__FRAGMENTO DE TEXTO__.

Toreó 30 veces en el coso portuense y triunfó en plazas como Zaragoza o Burgos
Hay ocasiones en que los triunfos llegan tarde, como le sucedió a Luis Rojas Rojitas. Pero al llegar, hacen justicia a toda una carrera como lasuya, que se dio de bruces con la diosa fortuna y con el maldito parné, que diría un castizo. El 15 de enero del año que viene hará su paseíllo más importante. Su brillante y prometedora trayectoria como novillero allá por los años 60 no pudo cristalizar en unos tiempos donde los más humildes tenían muy difícil llegar a lo más alto.
Como si fuera un auténtico acto de desagravio, sus paisanos de la peña José Luis Galloso le brindarán un merecido homenaje durante la entrega de premios de la última temporada taurina. Allí compartirá cartel con figuras de la talla de José María Manazanares hijo. Será casi igual de emocionante que cuando formara terna con Sebastián Palomo Linares el 18 de julio de 1965 en su querida plaza de toros de El Puerto, donde toreó en 30 ocasiones, saliendo muchas de ellas a hombros por la Puerta Grande: la misma que también abrió en otros cosos de renombre como Burgos, Salamanca y Zaragoza. Pero el día en que el mundo taurino portuense le rinda tributo, Rojitas no se sentirá extraño en el centro de ese ruedo metafórico que será el museo de Galloso, pues, según sus propias palabras: “el que se siente torero, lo sigue siendo hasta que muera, con o sin el traje de luces”.

__ORDEN DE TRABAJO A__.
Enumera todas las plazas de toros que nombra el texto sobre Rojitas.
__ORDEN DE TRABAJO B__.
Prosigue el texto sobre el homenaje a Rojitas tras su última frase.

__DATOS PROPORCIONADOS__.

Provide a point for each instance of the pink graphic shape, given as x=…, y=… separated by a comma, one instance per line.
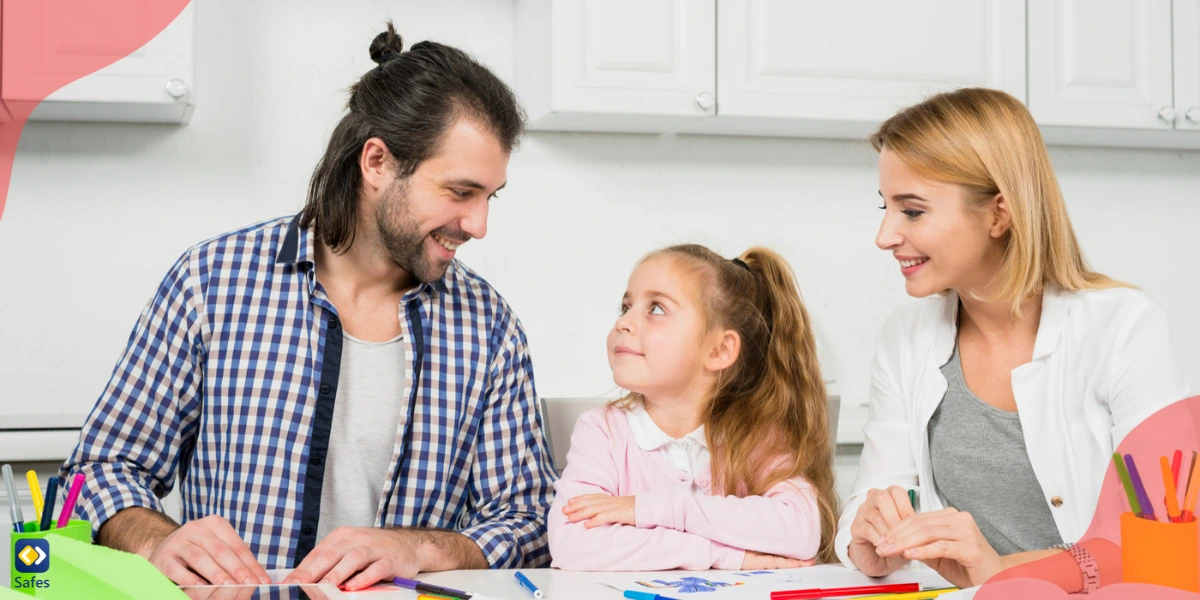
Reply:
x=46, y=45
x=1175, y=427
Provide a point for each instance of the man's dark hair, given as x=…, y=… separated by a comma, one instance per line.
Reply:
x=409, y=101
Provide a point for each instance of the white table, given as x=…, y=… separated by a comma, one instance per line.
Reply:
x=558, y=585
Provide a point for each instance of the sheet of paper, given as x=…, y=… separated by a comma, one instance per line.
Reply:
x=715, y=585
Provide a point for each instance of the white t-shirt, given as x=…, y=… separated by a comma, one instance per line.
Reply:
x=369, y=411
x=685, y=454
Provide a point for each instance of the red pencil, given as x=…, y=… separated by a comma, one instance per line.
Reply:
x=804, y=594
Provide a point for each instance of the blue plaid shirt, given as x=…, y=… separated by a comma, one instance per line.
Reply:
x=228, y=384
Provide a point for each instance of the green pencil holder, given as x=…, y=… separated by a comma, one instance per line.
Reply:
x=33, y=570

__RESPUESTA ESPERADA A__.
El Puerto, Burgos, Salamanca y Zaragoza.

__RESPUESTA ESPERADA B__.
Lo mismo puede decirse a inversa. Rojitas ya era torero cua ndo su madre lo parió en el callejón Espelete, y así lo expresó desde que en el colegio del Hospitalito jugaba solo a torear mientras sus compañeros practicaban el fútbol. Imbuido por el ambiente taurino de la ciudad, soñaba con seguir la estela del también portuense Miguel del Pino, con quien fraguó una bonita amistad. Soñó con tener un Mercedes un cortijo y una ganadería, como los mejores espadas y, pese a que la mala suerte le alejó de los ruedos, el toreo le abrió las puertas a una exitosa vida laboral al frente de una empresa de construcción.
Los años transcurridos no han borrado en los aficionados el recuerdo de un novillero valiente y hábil con el capote y el estoque. Un torero orgulloso que sobre el albero descargaba la rabia de verse despreciado por tantos señoritos.